TASK OBJECTIVE - Output the records exactly, every one of them.

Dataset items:
-*-
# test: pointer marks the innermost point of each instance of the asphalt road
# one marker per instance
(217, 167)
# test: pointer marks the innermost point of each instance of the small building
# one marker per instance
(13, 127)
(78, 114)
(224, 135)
-*-
OUTPUT -
# test: pointer marks the innermost point of each instance of the asphalt road
# one marker per instance
(217, 167)
# test: pointer marks the innermost point of each instance of the small building
# one marker per instance
(13, 127)
(78, 114)
(224, 135)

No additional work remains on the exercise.